● **Work task 1**
In the article on Yale's residential colleges during the COVID-19 pandemic, where did Berkeley students get tested this year?
● **Work task 2**
Please say whether each statement agrees with the article on Yale's residential colleges during the COVID-19 pandemic, answering yes or no and quoting the deciding words. (a) On-campus students had to take a test at their residential college's testing site on arrival. (b) Off-campus students could use only their own college's testing site. (c) Students could get food from any residential college's dining hall.

● **Extract to read**
Jessie Cheung
Due to the COVID-19 pandemic, Yale’s 14 residential colleges made many changes in their dining hall and facilities operations to abide with Centers for Disease Control and Prevention social gathering and distancing guidelines. Yale’s Health Guidelines defined university safety procedures for the fall 2020 and spring 2021 semesters, limiting the use of residential spaces as well as indoor dining.
Undergraduate students both on and off campus enrolled in the Yale COVID-19 screening program, which was the viral testing system administered through the University. Students enrolled on campus must have taken a test at their residential college’s testing site on arrival and later follow a biweekly testing schedule assigned by the program. All enrolled students, on or off campus, in New Haven had to be tested twice a week.
“Berkeley students got tested at Grace Hopper College this year,” said Berkeley Head of College David Evans. Meanwhile “Pierson shared a testing site found in Davenport [College’s] common room,” Tanya Wiedeking, operations manager of Pierson college, told the News.
Testing was among the most important public health measures in keeping Yale safe amid the COVID-19 pandemic, with efforts from the School of Medicine and the Yale New Haven Hospital ensuring that there was sufficient testing availability. The residential colleges made up a majority of the University’s testing locations, with on-campus students restricted to their college or nearby college’s testing space and off-campus students allowed at all testing sites.
Unlike previous years, students were only allowed to obtain food from their own residential college’s dining hall and were encouraged to either bring food back to their dorm or eat outside and socialize with other members of the college while maintaining six feet of distance. Because many of the residential college facilities and spaces were closed, Wiedeking says “the courtyard was more heavily used for socializing, meeting, eating, exercising.”

● **Records**
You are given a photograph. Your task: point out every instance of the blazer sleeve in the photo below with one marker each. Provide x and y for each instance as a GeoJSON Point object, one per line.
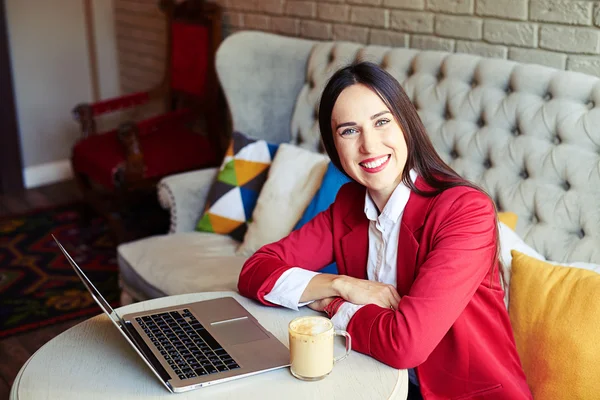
{"type": "Point", "coordinates": [310, 247]}
{"type": "Point", "coordinates": [462, 252]}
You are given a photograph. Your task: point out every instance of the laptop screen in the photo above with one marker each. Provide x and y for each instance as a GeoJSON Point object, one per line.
{"type": "Point", "coordinates": [90, 287]}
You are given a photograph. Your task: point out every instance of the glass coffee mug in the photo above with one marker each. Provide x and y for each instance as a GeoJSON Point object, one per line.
{"type": "Point", "coordinates": [311, 347]}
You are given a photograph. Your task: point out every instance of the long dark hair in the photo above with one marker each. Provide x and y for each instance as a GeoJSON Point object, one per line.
{"type": "Point", "coordinates": [422, 156]}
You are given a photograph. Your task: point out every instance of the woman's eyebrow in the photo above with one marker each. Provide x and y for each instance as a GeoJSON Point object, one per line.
{"type": "Point", "coordinates": [379, 114]}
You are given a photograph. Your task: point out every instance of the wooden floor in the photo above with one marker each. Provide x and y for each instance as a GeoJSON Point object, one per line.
{"type": "Point", "coordinates": [15, 350]}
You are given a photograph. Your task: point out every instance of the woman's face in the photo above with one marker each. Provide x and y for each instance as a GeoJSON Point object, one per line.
{"type": "Point", "coordinates": [369, 141]}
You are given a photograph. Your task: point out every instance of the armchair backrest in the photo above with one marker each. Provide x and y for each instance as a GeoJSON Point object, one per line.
{"type": "Point", "coordinates": [261, 75]}
{"type": "Point", "coordinates": [194, 34]}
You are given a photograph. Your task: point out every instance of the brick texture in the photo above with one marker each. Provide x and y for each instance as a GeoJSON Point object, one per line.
{"type": "Point", "coordinates": [562, 11]}
{"type": "Point", "coordinates": [562, 34]}
{"type": "Point", "coordinates": [457, 27]}
{"type": "Point", "coordinates": [511, 33]}
{"type": "Point", "coordinates": [451, 6]}
{"type": "Point", "coordinates": [511, 9]}
{"type": "Point", "coordinates": [570, 40]}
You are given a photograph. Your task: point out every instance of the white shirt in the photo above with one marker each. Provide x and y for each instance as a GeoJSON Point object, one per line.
{"type": "Point", "coordinates": [384, 230]}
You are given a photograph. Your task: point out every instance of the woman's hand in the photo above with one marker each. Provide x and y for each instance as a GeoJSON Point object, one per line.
{"type": "Point", "coordinates": [319, 305]}
{"type": "Point", "coordinates": [360, 291]}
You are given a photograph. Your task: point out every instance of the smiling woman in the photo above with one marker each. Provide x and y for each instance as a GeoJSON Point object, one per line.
{"type": "Point", "coordinates": [372, 150]}
{"type": "Point", "coordinates": [416, 247]}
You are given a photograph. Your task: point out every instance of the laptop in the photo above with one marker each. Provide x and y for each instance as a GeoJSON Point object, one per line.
{"type": "Point", "coordinates": [194, 345]}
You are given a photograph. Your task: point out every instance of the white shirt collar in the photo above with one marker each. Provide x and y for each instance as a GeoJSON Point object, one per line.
{"type": "Point", "coordinates": [395, 205]}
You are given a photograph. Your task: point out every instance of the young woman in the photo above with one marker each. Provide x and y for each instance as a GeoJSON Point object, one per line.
{"type": "Point", "coordinates": [416, 248]}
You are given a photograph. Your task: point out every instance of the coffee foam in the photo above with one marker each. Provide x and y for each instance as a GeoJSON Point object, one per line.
{"type": "Point", "coordinates": [311, 325]}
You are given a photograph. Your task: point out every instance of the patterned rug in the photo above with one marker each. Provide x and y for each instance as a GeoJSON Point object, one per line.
{"type": "Point", "coordinates": [38, 287]}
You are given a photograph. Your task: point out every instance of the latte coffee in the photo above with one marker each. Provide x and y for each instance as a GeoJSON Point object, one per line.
{"type": "Point", "coordinates": [311, 347]}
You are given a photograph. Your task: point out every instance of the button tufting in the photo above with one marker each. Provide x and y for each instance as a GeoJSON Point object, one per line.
{"type": "Point", "coordinates": [447, 114]}
{"type": "Point", "coordinates": [524, 174]}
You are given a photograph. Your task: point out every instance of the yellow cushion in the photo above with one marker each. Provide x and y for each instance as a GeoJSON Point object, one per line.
{"type": "Point", "coordinates": [509, 219]}
{"type": "Point", "coordinates": [555, 315]}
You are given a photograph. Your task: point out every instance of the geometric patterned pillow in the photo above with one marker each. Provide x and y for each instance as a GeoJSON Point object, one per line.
{"type": "Point", "coordinates": [233, 194]}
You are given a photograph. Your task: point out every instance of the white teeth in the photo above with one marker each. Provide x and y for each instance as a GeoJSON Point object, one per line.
{"type": "Point", "coordinates": [376, 163]}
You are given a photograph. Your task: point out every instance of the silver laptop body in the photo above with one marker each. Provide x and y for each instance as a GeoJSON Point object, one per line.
{"type": "Point", "coordinates": [197, 344]}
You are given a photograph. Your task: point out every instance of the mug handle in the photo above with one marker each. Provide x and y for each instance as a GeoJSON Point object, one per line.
{"type": "Point", "coordinates": [348, 345]}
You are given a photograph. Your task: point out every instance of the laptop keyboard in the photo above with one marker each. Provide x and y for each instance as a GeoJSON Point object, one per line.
{"type": "Point", "coordinates": [186, 346]}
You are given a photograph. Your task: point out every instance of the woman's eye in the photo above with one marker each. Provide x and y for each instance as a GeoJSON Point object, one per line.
{"type": "Point", "coordinates": [382, 122]}
{"type": "Point", "coordinates": [348, 131]}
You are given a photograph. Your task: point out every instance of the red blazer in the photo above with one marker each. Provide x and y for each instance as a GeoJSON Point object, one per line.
{"type": "Point", "coordinates": [451, 324]}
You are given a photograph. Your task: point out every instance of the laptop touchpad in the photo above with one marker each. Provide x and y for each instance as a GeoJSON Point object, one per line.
{"type": "Point", "coordinates": [237, 332]}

● **Written response 1**
At Grace Hopper College.

● **Written response 2**
(a) Yes: "Students enrolled on campus must have taken a test at their residential college’s testing site on arrival"
(b) No: "off-campus students allowed at all testing sites"
(c) No: "students were only allowed to obtain food from their own residential college’s dining hall"